[EXERCISE INSTRUCTIONS]:
Update the federated learning article from "Researchers Konstantinos Ziliaskopoulos" up to and including "affect learning performance.", and replace "raw data" with "private data" throughout that span.

[EXTRACT TO READ]:
_ _ _

Decision-Focused Federated Learning Under Heterogeneous Objectives and Constraints
New research shows when pooling data improves decisions even when clients have different goals and constraints.
Researchers Konstantinos Ziliaskopoulos and Alexander Vinel have introduced a novel Decision-Focused Federated Learning (DFFL) framework that addresses a critical challenge in distributed AI: how to collaborate when different participants have fundamentally different optimization goals and constraints. Their approach builds on the SPO+ (Smart Predict-then-Optimize) method but extends it to federated settings where clients cannot share raw data. The core innovation lies in mathematically separating two types of heterogeneity: objective shift (differences in cost vectors) and feasible-set shift (differences in constraint sets), then providing formal bounds on how these differences affect learning performance.
Through rigorous analysis, the researchers developed a practical decision rule: federation improves decision quality when the penalty from client heterogeneity is smaller than the statistical advantage gained from pooling data. Their experiments using FedAvg-style implementations on both polyhedral and strongly convex optimization problems revealed important insights. Federation proves remarkably robust for strongly convex problems, maintaining performance even with noticeable differences between clients' optimization tasks. However, performance degrades in polyhedral settings primarily due to constraint heterogeneity, especially for clients with larger datasets.
The work provides both theoretical foundations and practical guidance for implementing federated learning in real-world scenarios where participants have legitimate reasons for different objectives and constraints—from healthcare institutions with varying patient populations to financial firms with different risk tolerances. By quantifying when collaboration is beneficial versus harmful, this research moves federated learning from a one-size-fits-all approach to a nuanced tool that can be deployed strategically based on mathematical guarantees.

_ _ _

[GIVEN MATERIAL]:
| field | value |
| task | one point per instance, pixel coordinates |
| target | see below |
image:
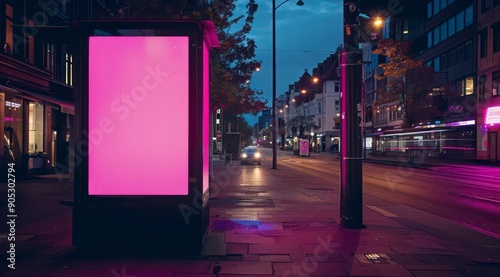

_ _ _

[TASK SOLUTION]:
Researchers Konstantinos Ziliaskopoulos and Alexander Vinel have introduced a novel Decision-Focused Federated Learning (DFFL) framework that addresses a critical challenge in distributed AI: how to collaborate when different participants have fundamentally different optimization goals and constraints. Their approach builds on the SPO+ (Smart Predict-then-Optimize) method but extends it to federated settings where clients cannot share private data. The core innovation lies in mathematically separating two types of heterogeneity: objective shift (differences in cost vectors) and feasible-set shift (differences in constraint sets), then providing formal bounds on how these differences affect learning performance.